**** Kutipan Teks

Sabtu, 21 November 2015

Saat Marah, Tubuh Mengeluarkan Hormon yang Merusak



Wawancara dengan Dr. Jaya Mualimin
Psikiater dan Resimen bagian Psikiatri RS Hasan Sadikin Bandung

Apa sebenarnya marah itu?
Dalam ilmu psikiatri, marah digolongkan sebagai bentuk symptom atau gejala atas adanya suatu penyakit dalam tubuh. Gejala-gejala tersebut antara lain digolongkan ke dalam agresif, impulsif, halusinasi, dan waham (suatu keyakinan salah yang mendarah daging pada diri seseorang). Marah digolongkan ke dalam jenis gejala agresi yang positif karena terdapat banyak neurotransmitter (perantara jalannya impuls di tubuh) pada saat marah dan juga karena seorang yang marah menjadi aktif, mengeluarkan energi, dan mengekspresikan perasaannya. Bukan gejala yang negatif seperti depresi yang cenderung menjadi pasif. Dan pada semua penyakit gangguan jiwa, terlebih yang berat, marah itu selalu ada. Terutama pada para lansia.

Jadi, marah itu sesuatu yang tidak bagus?
Marah cenderung merusak, walaupun secara fitrahnya, marah adalah sesuatu yang lumrah. Sebenarnya, marah juga ada manfaatnya. Allah saja bisa murka. Nabi pun bisa marah, seperti kepada sahabat yang tidak ikut perang. Marah yang dibingkai dengan syariah dan sunah berlangsung sebentar dan tidak berkelanjutan. Kalau marah yang berkelanjutan, akan merusak tubuh karena hormon yang bekerja dalam tubuh akan meningkat terus. Marah dengan reaksi wajarlah yang dikategorikan marah yang positif.

********

* Instruksi Kerja 1 *
Menurut wawancara tentang marah, marah digolongkan ke dalam jenis gejala apa?
* Instruksi Kerja 2 *
Lanjutkan wawancara tentang marah mulai setelah kalimat terakhirnya.
Data di bawah ini merupakan bahan tersendiri yang terpisah dari wawancara tentang marah.

**** Isi Data

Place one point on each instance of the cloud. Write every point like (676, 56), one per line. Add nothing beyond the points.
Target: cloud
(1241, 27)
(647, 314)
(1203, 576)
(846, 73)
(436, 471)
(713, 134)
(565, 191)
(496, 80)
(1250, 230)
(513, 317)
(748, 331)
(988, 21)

********

* Jawaban Tugas 1 *
Marah digolongkan ke dalam jenis gejala agresi yang positif.

* Jawaban Tugas 2 *
Kalau begitu, apa saja penyebab marah?
Marah disebabkan adanya impuls, ada yang eksternal maupun internal. Eksternal seperti dari lingkungan yang tidak kondusif dan keras dan makanan yang berprotein tinggi. Internal dari faktor hormonal dan kadar oksigen yang rendah. Impuls ini akan meningkatkan agresivitas seseorang. Saat kendali emosi seseorang rendah karena penyakit dan memang kepribadiannya yang kurang stabil, impuls lebih mudah memicu agresivitas. Jadi, perjalanan penyakit seseorang bisa menyebabkan rendahnya kendali emosi. Contohnya, ketika orang merasa sakit gigi, ia menjadi lebih mudah marah.

Hormon apa saja yang dihasilkan tubuh ketika marah?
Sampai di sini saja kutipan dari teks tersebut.